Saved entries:
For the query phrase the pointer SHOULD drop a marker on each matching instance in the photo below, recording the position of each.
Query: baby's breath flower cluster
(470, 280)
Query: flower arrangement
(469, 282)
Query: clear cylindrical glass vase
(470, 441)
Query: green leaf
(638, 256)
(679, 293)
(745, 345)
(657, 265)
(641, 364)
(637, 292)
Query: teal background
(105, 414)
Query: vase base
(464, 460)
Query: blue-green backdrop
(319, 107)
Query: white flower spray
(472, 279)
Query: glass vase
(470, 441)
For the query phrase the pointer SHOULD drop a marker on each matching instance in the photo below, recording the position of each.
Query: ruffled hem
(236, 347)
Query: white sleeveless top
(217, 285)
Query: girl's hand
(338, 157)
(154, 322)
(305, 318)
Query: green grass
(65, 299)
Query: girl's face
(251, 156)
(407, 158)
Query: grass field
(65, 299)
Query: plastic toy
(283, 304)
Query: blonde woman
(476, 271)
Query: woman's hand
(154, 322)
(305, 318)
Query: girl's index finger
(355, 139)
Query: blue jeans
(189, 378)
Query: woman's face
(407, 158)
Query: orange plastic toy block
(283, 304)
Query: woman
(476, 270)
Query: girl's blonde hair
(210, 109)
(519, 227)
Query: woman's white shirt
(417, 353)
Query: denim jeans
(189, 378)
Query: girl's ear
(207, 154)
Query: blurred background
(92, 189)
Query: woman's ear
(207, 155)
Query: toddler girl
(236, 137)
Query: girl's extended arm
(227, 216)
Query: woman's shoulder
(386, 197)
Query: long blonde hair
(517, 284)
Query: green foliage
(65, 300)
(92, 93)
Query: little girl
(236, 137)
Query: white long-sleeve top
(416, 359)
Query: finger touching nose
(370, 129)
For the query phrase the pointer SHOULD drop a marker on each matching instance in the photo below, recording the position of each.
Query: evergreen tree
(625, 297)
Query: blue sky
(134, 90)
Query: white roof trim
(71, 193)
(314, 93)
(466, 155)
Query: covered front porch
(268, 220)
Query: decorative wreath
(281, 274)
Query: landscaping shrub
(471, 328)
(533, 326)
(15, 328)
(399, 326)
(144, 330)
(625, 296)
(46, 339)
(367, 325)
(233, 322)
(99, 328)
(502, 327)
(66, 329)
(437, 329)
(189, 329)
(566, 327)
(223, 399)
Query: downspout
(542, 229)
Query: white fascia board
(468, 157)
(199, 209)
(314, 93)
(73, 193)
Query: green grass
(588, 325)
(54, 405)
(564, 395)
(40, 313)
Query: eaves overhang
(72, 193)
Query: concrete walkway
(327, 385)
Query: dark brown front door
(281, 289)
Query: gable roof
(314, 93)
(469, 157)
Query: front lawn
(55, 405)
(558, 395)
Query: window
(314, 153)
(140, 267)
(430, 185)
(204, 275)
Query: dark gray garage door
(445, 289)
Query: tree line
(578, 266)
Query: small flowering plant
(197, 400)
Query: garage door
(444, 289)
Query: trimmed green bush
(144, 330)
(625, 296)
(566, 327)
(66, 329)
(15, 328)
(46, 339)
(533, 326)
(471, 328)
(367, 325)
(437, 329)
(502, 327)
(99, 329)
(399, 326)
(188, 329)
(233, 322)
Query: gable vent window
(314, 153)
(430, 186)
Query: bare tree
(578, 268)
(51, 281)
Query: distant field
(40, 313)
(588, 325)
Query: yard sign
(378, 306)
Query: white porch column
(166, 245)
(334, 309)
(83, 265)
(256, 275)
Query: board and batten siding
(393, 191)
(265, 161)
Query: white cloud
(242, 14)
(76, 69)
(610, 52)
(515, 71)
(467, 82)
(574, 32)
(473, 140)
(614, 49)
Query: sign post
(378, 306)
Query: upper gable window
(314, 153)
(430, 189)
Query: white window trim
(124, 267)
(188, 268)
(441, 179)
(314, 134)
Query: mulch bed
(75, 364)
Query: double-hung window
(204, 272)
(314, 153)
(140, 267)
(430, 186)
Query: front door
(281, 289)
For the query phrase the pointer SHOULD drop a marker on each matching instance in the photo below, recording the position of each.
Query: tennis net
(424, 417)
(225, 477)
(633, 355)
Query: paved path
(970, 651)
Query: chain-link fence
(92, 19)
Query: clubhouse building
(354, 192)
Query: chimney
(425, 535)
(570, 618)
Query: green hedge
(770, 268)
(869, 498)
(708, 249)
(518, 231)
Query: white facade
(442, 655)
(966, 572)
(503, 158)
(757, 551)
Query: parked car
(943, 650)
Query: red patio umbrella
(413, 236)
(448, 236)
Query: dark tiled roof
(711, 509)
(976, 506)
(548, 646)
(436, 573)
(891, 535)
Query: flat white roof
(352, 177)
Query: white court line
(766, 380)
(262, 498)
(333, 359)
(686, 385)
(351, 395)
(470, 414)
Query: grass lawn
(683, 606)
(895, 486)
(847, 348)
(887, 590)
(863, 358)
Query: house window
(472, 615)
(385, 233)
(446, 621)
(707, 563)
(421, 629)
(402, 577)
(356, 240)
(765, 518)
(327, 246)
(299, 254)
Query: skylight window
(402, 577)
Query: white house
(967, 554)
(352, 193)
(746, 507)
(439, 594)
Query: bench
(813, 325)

YOUR OBJECTIVE: Each record above, in full: retype it verbatim.

WRITTEN RESPONSE:
For the query phrase the pointer SHOULD drop a marker on each matching instance in the photo below, recording the position of each.
Query: baby's breath flower cluster
(470, 280)
Query: flower arrangement
(469, 282)
Query: clear cylindrical glass vase
(470, 441)
Query: green leaf
(638, 256)
(679, 293)
(745, 345)
(657, 265)
(641, 364)
(637, 292)
Query: teal background
(105, 414)
Query: vase base
(464, 460)
Query: blue-green backdrop
(319, 107)
Query: white flower spray
(472, 279)
Query: glass vase
(470, 441)
For the query phrase the pointer SHOULD drop a marker on each matching instance in the photo below, recording the position of each.
Query: ruffled hem
(236, 347)
Query: white sleeveless top
(217, 285)
Query: girl's hand
(338, 157)
(154, 322)
(305, 318)
Query: green grass
(65, 299)
Query: girl's face
(251, 156)
(407, 158)
Query: grass field
(65, 299)
Query: plastic toy
(283, 304)
Query: blonde woman
(476, 271)
Query: woman's hand
(154, 322)
(305, 318)
Query: girl's index finger
(355, 139)
Query: blue jeans
(189, 378)
Query: woman's face
(407, 158)
Query: orange plastic toy block
(283, 304)
Query: woman
(476, 270)
Query: girl's blonde hair
(210, 109)
(519, 227)
Query: woman's white shirt
(417, 353)
Query: denim jeans
(189, 378)
Query: girl's ear
(207, 154)
Query: blurred background
(92, 189)
Query: woman's ear
(207, 155)
Query: toddler girl
(236, 137)
Query: girl's extended arm
(227, 216)
Query: woman's shoulder
(386, 197)
Query: long blonde hair
(517, 284)
Query: green foliage
(65, 300)
(92, 93)
Query: little girl
(236, 137)
Query: white long-sleeve top
(416, 359)
Query: finger touching nose
(370, 129)
For the query phrase the pointer SHOULD drop a marker on each matching instance in the photo below, recording the position of each.
Query: evergreen tree
(625, 297)
Query: blue sky
(134, 90)
Query: white roof trim
(71, 193)
(314, 93)
(466, 155)
Query: covered front porch
(268, 220)
Query: decorative wreath
(281, 274)
Query: landscaping shrub
(471, 328)
(533, 326)
(15, 328)
(399, 326)
(144, 330)
(625, 296)
(46, 339)
(367, 325)
(233, 322)
(99, 328)
(502, 327)
(66, 329)
(437, 329)
(189, 329)
(566, 327)
(223, 399)
Query: downspout
(542, 229)
Query: white fascia board
(468, 157)
(199, 209)
(314, 93)
(73, 193)
Query: green grass
(588, 325)
(54, 405)
(564, 395)
(40, 313)
Query: eaves overhang
(72, 193)
Query: concrete walkway
(327, 385)
Query: dark brown front door
(281, 289)
Query: gable roof
(314, 93)
(469, 157)
Query: front lawn
(55, 405)
(558, 395)
Query: window
(314, 153)
(140, 267)
(430, 185)
(204, 275)
Query: dark gray garage door
(445, 289)
Query: tree line
(578, 266)
Query: small flowering plant
(197, 400)
Query: garage door
(444, 289)
Query: trimmed green bush
(144, 330)
(625, 296)
(566, 327)
(66, 329)
(15, 328)
(46, 339)
(533, 326)
(471, 328)
(367, 325)
(437, 329)
(502, 327)
(99, 329)
(399, 326)
(188, 329)
(233, 322)
Query: gable vent window
(314, 153)
(430, 186)
Query: bare tree
(578, 268)
(51, 281)
Query: distant field
(40, 313)
(588, 325)
Query: yard sign
(378, 306)
Query: white porch column
(166, 245)
(334, 309)
(83, 265)
(256, 275)
Query: board and batten siding
(393, 191)
(265, 161)
Query: white cloud
(242, 14)
(76, 69)
(610, 52)
(515, 71)
(467, 82)
(574, 32)
(473, 140)
(614, 49)
Query: sign post
(378, 306)
Query: upper gable window
(314, 153)
(430, 189)
Query: white window trim
(124, 267)
(188, 268)
(441, 179)
(314, 134)
Query: mulch bed
(75, 364)
Query: double-hung window
(204, 272)
(314, 153)
(140, 267)
(430, 186)
Query: front door
(281, 289)
For the query phrase the pointer SHOULD drop a marker on each matching instance in the photo below, recording the position of each.
Query: tennis net
(424, 417)
(225, 477)
(633, 355)
Query: paved path
(970, 651)
Query: chain-link fence
(92, 19)
Query: clubhouse building
(354, 192)
Query: chimney
(425, 535)
(570, 618)
Query: green hedge
(770, 268)
(869, 498)
(708, 249)
(518, 231)
Query: white facade
(442, 655)
(966, 572)
(503, 158)
(757, 551)
Query: parked car
(943, 650)
Query: red patio umbrella
(413, 236)
(448, 236)
Query: dark tiled roof
(711, 509)
(976, 506)
(548, 646)
(436, 573)
(891, 535)
Query: flat white roof
(352, 177)
Query: white court line
(766, 380)
(262, 498)
(333, 359)
(686, 385)
(351, 395)
(470, 414)
Query: grass lawn
(683, 606)
(895, 486)
(847, 348)
(887, 590)
(863, 358)
Query: house window
(472, 615)
(385, 233)
(446, 621)
(707, 563)
(421, 629)
(402, 577)
(356, 240)
(765, 518)
(327, 246)
(299, 254)
Query: skylight window
(402, 577)
Query: white house
(967, 554)
(352, 193)
(746, 507)
(439, 594)
Query: bench
(813, 325)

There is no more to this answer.